### Task prompt
An exact transcription of every record is needed, leaving out the pictures.

### Working data
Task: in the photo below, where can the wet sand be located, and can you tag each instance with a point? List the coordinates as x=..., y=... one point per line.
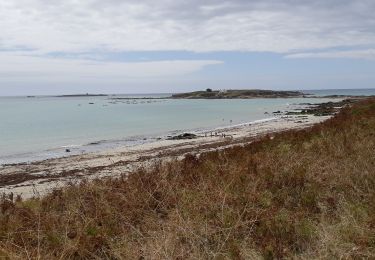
x=38, y=178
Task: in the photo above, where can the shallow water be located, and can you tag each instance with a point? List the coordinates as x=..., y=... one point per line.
x=43, y=127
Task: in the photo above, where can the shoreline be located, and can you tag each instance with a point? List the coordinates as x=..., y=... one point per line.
x=38, y=178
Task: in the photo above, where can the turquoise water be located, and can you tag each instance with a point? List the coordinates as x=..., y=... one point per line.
x=43, y=127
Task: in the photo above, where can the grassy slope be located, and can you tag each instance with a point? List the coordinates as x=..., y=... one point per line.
x=307, y=194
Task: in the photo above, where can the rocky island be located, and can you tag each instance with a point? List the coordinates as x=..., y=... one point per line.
x=238, y=93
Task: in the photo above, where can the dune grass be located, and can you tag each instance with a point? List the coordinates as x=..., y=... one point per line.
x=307, y=194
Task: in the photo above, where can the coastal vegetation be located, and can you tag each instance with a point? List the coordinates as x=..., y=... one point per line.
x=238, y=93
x=305, y=194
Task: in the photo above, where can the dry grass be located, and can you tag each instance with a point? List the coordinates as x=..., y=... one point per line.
x=302, y=194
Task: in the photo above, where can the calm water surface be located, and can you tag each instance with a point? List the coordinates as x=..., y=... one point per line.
x=43, y=127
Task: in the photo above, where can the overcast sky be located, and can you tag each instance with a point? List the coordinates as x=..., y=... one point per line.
x=138, y=46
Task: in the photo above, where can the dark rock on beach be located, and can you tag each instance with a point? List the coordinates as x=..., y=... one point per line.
x=183, y=136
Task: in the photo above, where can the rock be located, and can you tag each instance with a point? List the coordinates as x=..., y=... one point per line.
x=183, y=136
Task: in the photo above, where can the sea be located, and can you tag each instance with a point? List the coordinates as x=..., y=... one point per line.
x=42, y=127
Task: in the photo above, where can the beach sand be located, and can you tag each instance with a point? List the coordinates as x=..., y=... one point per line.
x=38, y=178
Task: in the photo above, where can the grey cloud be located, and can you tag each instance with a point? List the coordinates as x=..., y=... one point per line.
x=237, y=25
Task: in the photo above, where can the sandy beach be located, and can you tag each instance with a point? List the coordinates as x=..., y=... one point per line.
x=38, y=178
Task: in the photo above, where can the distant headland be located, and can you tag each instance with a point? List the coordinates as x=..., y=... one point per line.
x=237, y=94
x=84, y=95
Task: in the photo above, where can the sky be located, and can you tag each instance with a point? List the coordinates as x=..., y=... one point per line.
x=168, y=46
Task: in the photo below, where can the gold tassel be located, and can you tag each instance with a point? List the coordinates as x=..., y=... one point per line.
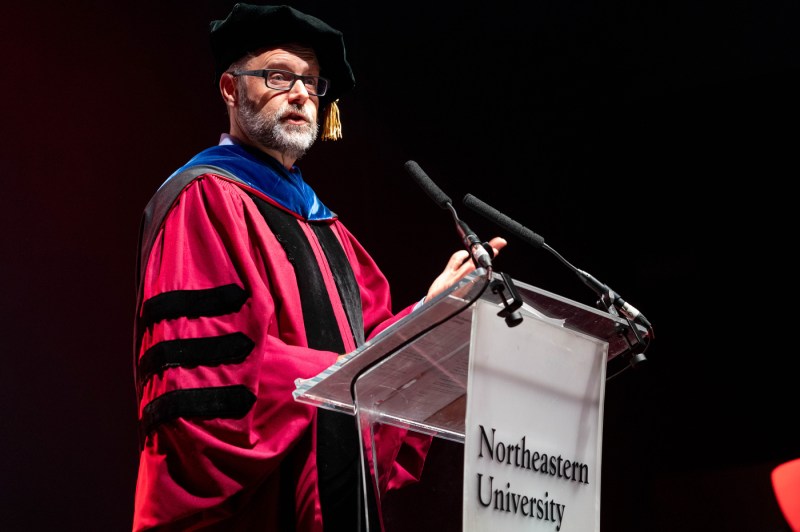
x=332, y=125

### Exercise response
Task: in the photo below, where can the wet sand be located, and can you tag each instance with a point? List the coordinates as x=..., y=... one point per line.
x=38, y=178
Task: in the photo above, where can the shallow water be located, and can you tag each instance with a point? List the coordinates as x=..., y=... one point per line.
x=43, y=127
Task: in the photo above, where can the shoreline be located, and can you tag each instance with a point? List the coordinates as x=..., y=... one point per line.
x=38, y=178
Task: in the photo above, where can the turquoise water be located, and can you tag each instance with a point? List the coordinates as x=..., y=... one point per line.
x=43, y=127
Task: in the photo above, where can the grassy slope be located, and can you tag each instance with a point? List the coordinates as x=..., y=... one point per line.
x=307, y=194
Task: in the photo above, where can the rocky island be located, and can you tag each instance with a point? List the coordinates as x=..., y=... one point per line.
x=238, y=93
Task: in the photo above, where can the dune grass be located, and can you tag each instance with a point? List the coordinates as x=..., y=... one point per line.
x=307, y=194
Task: in the photo above, where can the coastal vegetation be located, and can you tag each instance with a point? List the coordinates as x=..., y=... one point per line.
x=238, y=93
x=305, y=194
Task: in the photo above, where can the dry grass be located, and can you tag each instance with a point? List the coordinates as x=..., y=... one point per line.
x=302, y=194
Task: in the photo above, where can the calm water surface be located, and can you tag each instance with a point? List the coordinates as x=..., y=... one point per line.
x=43, y=127
Task: in the photo above, where can the overcast sky be located, and can you tag each instance with a point? List the coordinates as x=..., y=... one point per line.
x=138, y=46
Task: in the photo above, where can the dark rock on beach be located, and can you tag each instance with a point? List the coordinates as x=..., y=... one point per line.
x=183, y=136
Task: in the photo above, where can the rock be located, and can you tag each instance with a point? List the coordinates as x=..., y=... one point per line.
x=183, y=136
Task: in the photo above, where can the sea be located, and can you tag each instance with a point? List the coordinates as x=..., y=... one point per line.
x=42, y=127
Task: in the photo above, where can the beach sand be located, and can you tag each instance with a point? List the coordinates as x=..., y=... one point per line.
x=38, y=178
Task: in the photo above, where can the grey cloud be located, and can you tag each instance with a point? List the coordinates as x=..., y=... one point per line.
x=237, y=25
Task: in the photo above, where can the sandy beach be located, and can you tag each instance with a point? List the coordinates as x=..., y=... one point per line.
x=38, y=178
Task: in the photo above, where can the distant headland be located, and can you tag each instance with a point? List the coordinates as x=..., y=... one point per line.
x=237, y=94
x=84, y=95
Task: in the photo above, where can the sky be located, and can you tag each instance with a point? List the coordinates as x=..., y=... one point per line.
x=168, y=46
Task: in the photo below, where can the gold tassel be located, and can you tag each instance with a point? List the coordinates as x=..., y=... one point per line.
x=332, y=125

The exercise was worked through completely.